Consigne:
Renomme « Observatoire de la dépense publique » en « Odep » dans le passage du texte sur le marché central de Kinshasa qui va de « Alors que la » jusqu’à « déséquilibré à dessein. » inclus, puis donne ce passage.

Texte du document:
▬▬▬

L’opinion se souviendra qu’au temps fort de la controverse sur le déguerpissement des vendeurs au marché central, le président de la République, Félix-Antoine Tshisekedi Tshilombo, était intervenu en faveur du projet de Ngobila sur la modernisation de Zando, appellation locale du grand marché kinois. Il est donc logique que le chef de l’État refasse une évaluation de ce projet au regard des griefs portés par l’Odep et la Licoco dans leur “Rapport du contrôle citoyen sur le projet de construction du grand marché de Kinshasa, suivant le contrat signé le 21 mars 2021 entre la société SOGEMA et la ville de Kinshasa”.
Odep et Licoco mettent, en effet, en exergue la “Présence des irrégularités dans le contrat signé avec la société SOGEMA pour la construction et l’exploitation du Marché central de Kinshasa et qui lèsent les intérêts de la ville de Kinshasa et des 12 millions de Kinois…”. À l’image de la patrouille financière de l’IGF, le contrôle citoyen mené par les deux ONG révèle notamment” l’abandon total entre les mains de la société SOGEMA de la gouvernance du projet « Marché central de Kinshasa», du suivi et contrôle permanents des travaux, au moyen de la neutralisation du Bureau technique de contrôle « BTC » et du comité de suivi du projet. Pis, les limiers de l’Odep et de la Licoco ont pu déterrer “un accord tripartite de financement SOGEMA-SOFIBANQUE et la ville de Kinshasa… et l’avenant des clauses qui lèsent les intérêts de la ville de Kinshasa”.
Alors que la Banque centrale a recommandé une certaine prudence aux banques commerciales pour prêter à l’Hôtel de ville de Kinshasa, quand la banque libanaise SOFIBANQUE se retrouve dans un deal, commente ce confrère, des doutes persistent sur la clarté de l’opération.
L’Observatoire de la dépense publique et la Ligue congolaise contre la corruption ont, en effet, étalé sur la place publique, onze preuves irréfragables que Ngobila a entraîné Kinshasa dans un contrat déséquilibré à dessein.

▬▬▬

Données fournies:

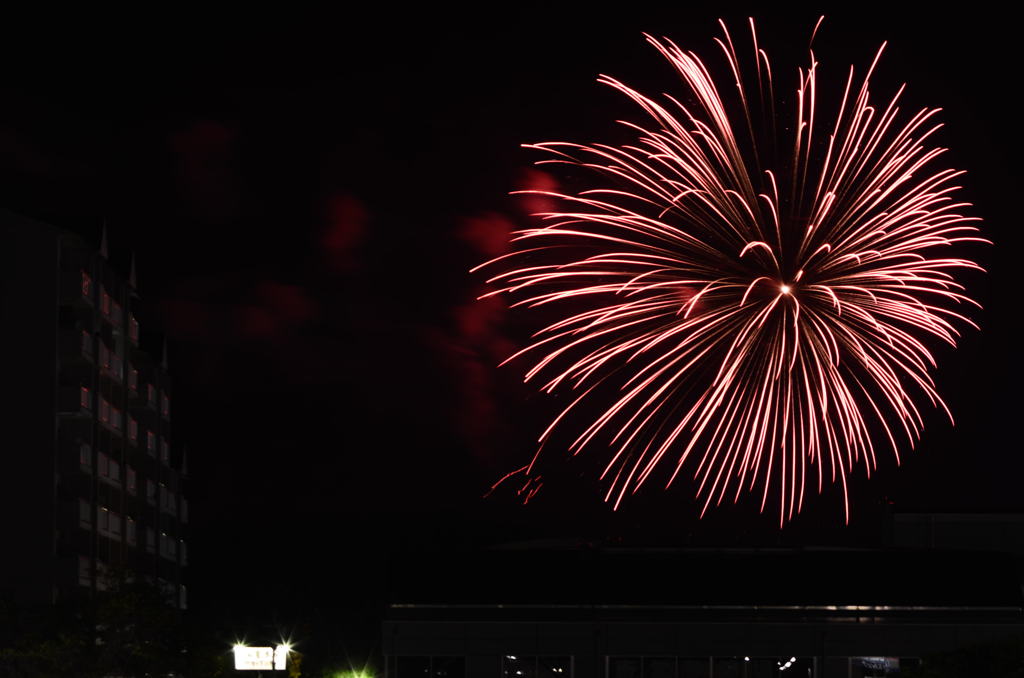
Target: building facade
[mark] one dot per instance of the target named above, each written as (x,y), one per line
(91,490)
(715,612)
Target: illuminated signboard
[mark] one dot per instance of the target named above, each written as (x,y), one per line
(260,659)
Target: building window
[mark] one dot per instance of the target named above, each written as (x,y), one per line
(168,547)
(84,570)
(167,502)
(85,457)
(429,667)
(84,513)
(516,666)
(110,523)
(651,667)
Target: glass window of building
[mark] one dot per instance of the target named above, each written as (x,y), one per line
(84,513)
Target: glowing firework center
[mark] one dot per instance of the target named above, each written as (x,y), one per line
(260,659)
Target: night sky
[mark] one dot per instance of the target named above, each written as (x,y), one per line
(305,195)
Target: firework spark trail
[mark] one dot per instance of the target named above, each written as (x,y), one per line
(761,311)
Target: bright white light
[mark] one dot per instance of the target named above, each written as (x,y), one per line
(281,657)
(254,659)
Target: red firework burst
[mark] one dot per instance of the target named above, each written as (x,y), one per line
(752,305)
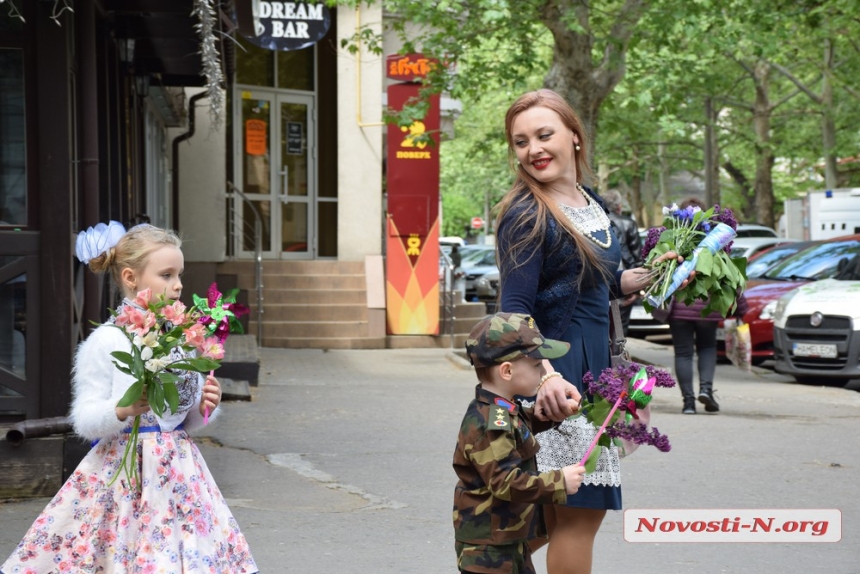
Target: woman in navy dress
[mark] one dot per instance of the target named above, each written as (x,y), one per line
(559,262)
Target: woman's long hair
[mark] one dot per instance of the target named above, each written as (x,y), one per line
(525,186)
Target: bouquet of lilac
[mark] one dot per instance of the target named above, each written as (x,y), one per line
(703,239)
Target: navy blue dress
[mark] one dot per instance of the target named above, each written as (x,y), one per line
(586,327)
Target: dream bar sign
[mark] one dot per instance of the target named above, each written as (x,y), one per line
(289,25)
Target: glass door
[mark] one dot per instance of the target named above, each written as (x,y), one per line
(296,176)
(278,161)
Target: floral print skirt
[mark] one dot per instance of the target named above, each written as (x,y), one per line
(178,522)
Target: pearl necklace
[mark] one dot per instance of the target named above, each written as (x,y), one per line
(588,219)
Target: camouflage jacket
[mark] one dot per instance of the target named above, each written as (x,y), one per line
(499,487)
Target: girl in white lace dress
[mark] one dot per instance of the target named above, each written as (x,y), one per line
(177,521)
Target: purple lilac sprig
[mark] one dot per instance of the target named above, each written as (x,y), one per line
(613,380)
(604,408)
(651,240)
(724,215)
(639,434)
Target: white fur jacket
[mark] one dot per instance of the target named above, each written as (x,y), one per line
(97,386)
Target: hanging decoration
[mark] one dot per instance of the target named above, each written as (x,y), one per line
(205,12)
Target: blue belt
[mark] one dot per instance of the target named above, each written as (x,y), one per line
(153,428)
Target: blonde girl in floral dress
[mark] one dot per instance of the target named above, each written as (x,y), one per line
(175,520)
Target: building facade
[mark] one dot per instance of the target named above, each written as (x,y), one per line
(105,114)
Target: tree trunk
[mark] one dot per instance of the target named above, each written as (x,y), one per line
(764,151)
(712,156)
(828,128)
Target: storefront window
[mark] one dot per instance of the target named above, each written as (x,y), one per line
(296,69)
(256,66)
(13,165)
(13,321)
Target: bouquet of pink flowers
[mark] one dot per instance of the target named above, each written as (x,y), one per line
(157,330)
(614,404)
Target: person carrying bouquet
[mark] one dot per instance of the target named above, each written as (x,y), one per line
(692,335)
(559,263)
(174,519)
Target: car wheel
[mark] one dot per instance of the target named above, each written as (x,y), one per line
(821,381)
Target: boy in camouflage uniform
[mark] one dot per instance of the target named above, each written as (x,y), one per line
(497,497)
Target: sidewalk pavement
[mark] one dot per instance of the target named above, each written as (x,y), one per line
(341,463)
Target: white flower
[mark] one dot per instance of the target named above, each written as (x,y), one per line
(150,339)
(155,365)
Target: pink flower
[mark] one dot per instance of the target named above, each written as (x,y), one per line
(144,298)
(195,335)
(211,348)
(136,321)
(175,313)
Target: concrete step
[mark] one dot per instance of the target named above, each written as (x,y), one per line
(312,297)
(325,342)
(293,267)
(312,329)
(274,282)
(241,359)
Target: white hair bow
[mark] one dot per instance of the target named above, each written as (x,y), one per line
(96,240)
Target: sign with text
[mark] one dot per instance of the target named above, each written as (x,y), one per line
(289,25)
(408,67)
(412,238)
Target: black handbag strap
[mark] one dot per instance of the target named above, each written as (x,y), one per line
(617,341)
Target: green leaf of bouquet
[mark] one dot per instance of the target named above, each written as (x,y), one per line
(133,394)
(597,414)
(705,263)
(198,364)
(741,265)
(171,394)
(591,464)
(122,369)
(155,394)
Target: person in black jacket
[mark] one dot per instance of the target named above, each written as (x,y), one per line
(631,246)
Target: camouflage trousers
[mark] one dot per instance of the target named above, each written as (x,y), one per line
(494,559)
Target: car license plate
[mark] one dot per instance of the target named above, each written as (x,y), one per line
(812,350)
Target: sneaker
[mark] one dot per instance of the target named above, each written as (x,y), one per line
(689,406)
(706,397)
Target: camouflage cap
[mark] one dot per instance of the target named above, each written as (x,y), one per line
(508,337)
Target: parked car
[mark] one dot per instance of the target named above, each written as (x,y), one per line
(819,261)
(475,267)
(642,323)
(817,329)
(758,264)
(750,246)
(487,289)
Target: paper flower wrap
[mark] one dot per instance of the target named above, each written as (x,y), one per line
(612,404)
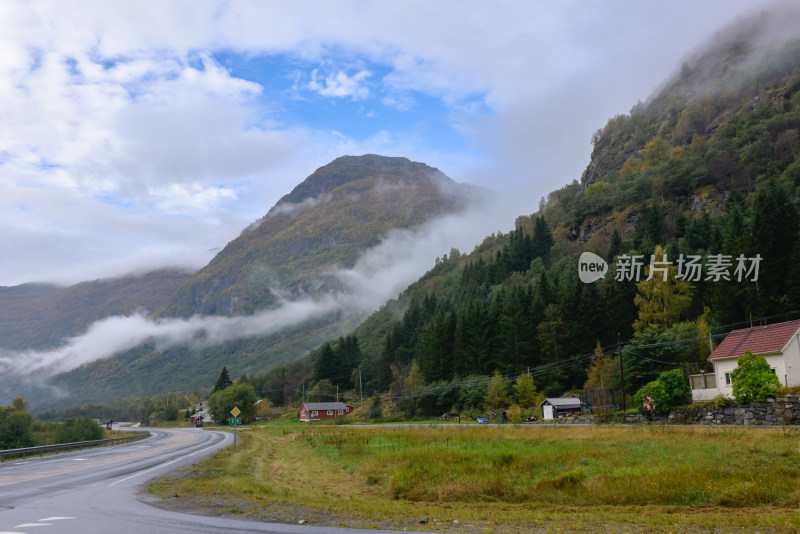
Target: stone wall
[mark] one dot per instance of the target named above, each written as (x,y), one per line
(780,411)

▬▬▬

Résultat:
Alors que la Banque centrale a recommandé une certaine prudence aux banques commerciales pour prêter à l’Hôtel de ville de Kinshasa, quand la banque libanaise SOFIBANQUE se retrouve dans un deal, commente ce confrère, des doutes persistent sur la clarté de l’opération.
L’Odep et la Ligue congolaise contre la corruption ont, en effet, étalé sur la place publique, onze preuves irréfragables que Ngobila a entraîné Kinshasa dans un contrat déséquilibré à dessein.